*What to produce:* Extract the full listing verbatim and drop any pictures from your copy.

*Given data:*
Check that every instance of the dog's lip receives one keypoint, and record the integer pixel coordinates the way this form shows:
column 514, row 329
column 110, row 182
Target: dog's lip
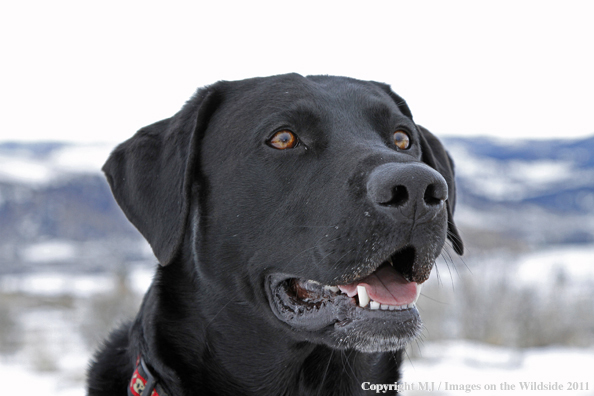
column 385, row 286
column 384, row 289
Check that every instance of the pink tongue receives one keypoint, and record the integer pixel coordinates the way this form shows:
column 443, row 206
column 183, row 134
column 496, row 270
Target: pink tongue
column 386, row 286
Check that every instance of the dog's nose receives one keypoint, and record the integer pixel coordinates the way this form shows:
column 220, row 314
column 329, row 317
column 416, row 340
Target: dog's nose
column 413, row 190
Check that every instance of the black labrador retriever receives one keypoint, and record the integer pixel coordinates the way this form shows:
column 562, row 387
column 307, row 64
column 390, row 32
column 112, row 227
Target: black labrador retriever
column 295, row 219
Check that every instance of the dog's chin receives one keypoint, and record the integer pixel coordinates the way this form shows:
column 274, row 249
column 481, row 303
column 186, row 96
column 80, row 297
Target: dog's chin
column 327, row 315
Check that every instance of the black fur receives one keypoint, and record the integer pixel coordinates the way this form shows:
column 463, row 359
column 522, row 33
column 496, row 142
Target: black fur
column 230, row 218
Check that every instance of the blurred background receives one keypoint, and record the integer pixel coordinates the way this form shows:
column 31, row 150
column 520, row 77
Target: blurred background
column 508, row 87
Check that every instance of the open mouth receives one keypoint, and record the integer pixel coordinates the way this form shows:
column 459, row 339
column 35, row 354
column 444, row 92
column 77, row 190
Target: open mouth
column 379, row 308
column 385, row 289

*Completed task:*
Check that every instance of the dog's lip receives one keypoint, and record the integer pixel coordinates the way this form shows:
column 514, row 329
column 110, row 182
Target: dog's lip
column 385, row 286
column 384, row 289
Check that every instance of the pink tongue receives one keypoint, and record the integer pixel coordinates the way this form shows:
column 443, row 206
column 183, row 134
column 496, row 270
Target: pink tongue
column 386, row 286
Check that every instance of the dog's nose receives one keypoint, and record the integer pixel coordinates the way this form shows:
column 220, row 314
column 329, row 317
column 416, row 340
Target: dog's nose
column 413, row 190
Check that every instance of the black labrador retriever receives one keypoint, and record the integer pixel coordinates the way this form shows:
column 562, row 387
column 307, row 64
column 390, row 32
column 112, row 227
Target: black labrador retriever
column 295, row 219
Check that every instance of the dog's chin receives one keypoint, and record the integer pixel coordinates the way this form shows:
column 274, row 249
column 481, row 303
column 186, row 96
column 80, row 297
Target: dog's chin
column 327, row 315
Check that every instance of the black fur receives one keypoint, and record the integer pixel coordinates the way this form shows:
column 463, row 359
column 522, row 33
column 496, row 142
Target: black fur
column 230, row 218
Check that every instance of the blurred background receives one keypoint, and record the integer pixel coordinates the way this form shows:
column 31, row 150
column 520, row 77
Target: blurred background
column 508, row 87
Check that every instance of the open mouth receives one keypoint, and record the integer pixel coordinates the way this form shows:
column 459, row 339
column 35, row 354
column 444, row 92
column 77, row 190
Target: open mouth
column 379, row 308
column 385, row 289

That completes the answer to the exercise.